Created on: March 06, 2007   Last Updated: April 19, 2007

The up tick in the number of illegal immigrants in America began in earnest nearly 10 years ago, when our then strong economy could more readily absorb the new members to the workforce and, not so coincidently, around the same time we started to see the results of NAFTA rear it's ugly head on working men in women in Canada, the US and Mexico. Why no one ever bothers to discuss NAFTA when debating the issue of illegal immigration only goes to show you that the pundits against the trend want to have their cake and eat it, too. NAFTA has a similar forerunner in the early economic treaties sign to form what has now become the European Union. If you had told the citizens of the then EEC that in 50 years time, they would mostly all share the same currency and would be able to pass through borders without interruption and with only one passport, they would never have believed you. Many might have even been offended by such threats to their own nation's sovereignty.

JOB 1
List the countries that the passage on illegal immigration and NAFTA names as home to the working men and women affected by NAFTA.
JOB 2
Carry on the passage on illegal immigration and NAFTA, starting after its final sentence.

MATERIAL
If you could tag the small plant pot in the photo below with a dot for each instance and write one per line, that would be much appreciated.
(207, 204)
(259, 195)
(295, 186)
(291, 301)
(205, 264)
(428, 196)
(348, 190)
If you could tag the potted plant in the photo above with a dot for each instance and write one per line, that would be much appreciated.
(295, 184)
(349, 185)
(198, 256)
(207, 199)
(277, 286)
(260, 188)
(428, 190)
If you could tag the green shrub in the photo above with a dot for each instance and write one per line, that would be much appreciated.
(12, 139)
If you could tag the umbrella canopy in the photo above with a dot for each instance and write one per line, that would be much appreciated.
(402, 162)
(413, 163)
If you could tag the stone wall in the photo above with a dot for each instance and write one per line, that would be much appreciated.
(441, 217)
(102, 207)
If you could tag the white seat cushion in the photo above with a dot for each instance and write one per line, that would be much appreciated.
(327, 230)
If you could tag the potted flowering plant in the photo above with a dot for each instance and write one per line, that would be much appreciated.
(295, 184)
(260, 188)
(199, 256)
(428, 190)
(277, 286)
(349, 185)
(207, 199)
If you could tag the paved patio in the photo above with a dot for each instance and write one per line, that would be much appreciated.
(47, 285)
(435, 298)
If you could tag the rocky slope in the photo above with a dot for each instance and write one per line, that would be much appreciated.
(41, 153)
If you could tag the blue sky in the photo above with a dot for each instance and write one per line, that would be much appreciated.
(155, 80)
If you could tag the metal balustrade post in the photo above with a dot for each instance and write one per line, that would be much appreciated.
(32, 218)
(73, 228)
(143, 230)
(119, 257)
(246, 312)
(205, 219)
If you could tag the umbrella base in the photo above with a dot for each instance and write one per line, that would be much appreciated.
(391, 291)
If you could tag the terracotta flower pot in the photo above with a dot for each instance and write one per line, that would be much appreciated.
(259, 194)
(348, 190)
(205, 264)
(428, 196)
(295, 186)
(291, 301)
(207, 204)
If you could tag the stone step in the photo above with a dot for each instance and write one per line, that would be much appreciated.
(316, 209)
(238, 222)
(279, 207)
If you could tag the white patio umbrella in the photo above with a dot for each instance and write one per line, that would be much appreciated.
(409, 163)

REPLY 1
Canada, the US, Mexico

REPLY 2
But once nation's engage in economic treaties with one another, they are, in essence, tying one another's economic destinies up with each another, for better or worse. And, indeed worse for the majority of working men in women in North America.
You can't be a globalist one minute and resent the effects of globalism the next. Globalism is not only about the free exchange of goods and capital across national borders, but also, eventually, the free flow of human beings across those same borders. If GM can move a factory to Mexico and the likes of Anna Nicole Smith and others can move her assets to the Bahamas (to avoid taxation) freely, then the next logical step is that human beings feel that they should have the same rights as factory parts and money. The logical conclusion is that people, too, should be able to negate borders for their own financial well-being. If you don't like that scenario than NAFTA is the culprit, not working Mexican men and women who would rather not be so far away from their families and their homes.

In Mexico alone, over the past decade, highly subsidized produce from the US has dampened the ability of the average Mexican farmer to compete in his own country selling the same (unsubsidized) product. Additionally, a flood of cheap products manufactured in China has forced the reduction of pay rates to Mexican and American factory workers alike.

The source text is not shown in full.